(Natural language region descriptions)
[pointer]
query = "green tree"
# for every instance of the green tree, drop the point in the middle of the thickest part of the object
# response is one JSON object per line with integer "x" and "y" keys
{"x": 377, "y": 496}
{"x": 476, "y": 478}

| PROBLEM DESCRIPTION |
Repeat every record above exactly as it appears.

| EXERCISE SOLUTION |
[pointer]
query = "green tree"
# for every instance of the green tree, drop the point in the middle of the thickest part of the object
# response is one JSON object per line with integer "x" and "y" keys
{"x": 377, "y": 496}
{"x": 476, "y": 478}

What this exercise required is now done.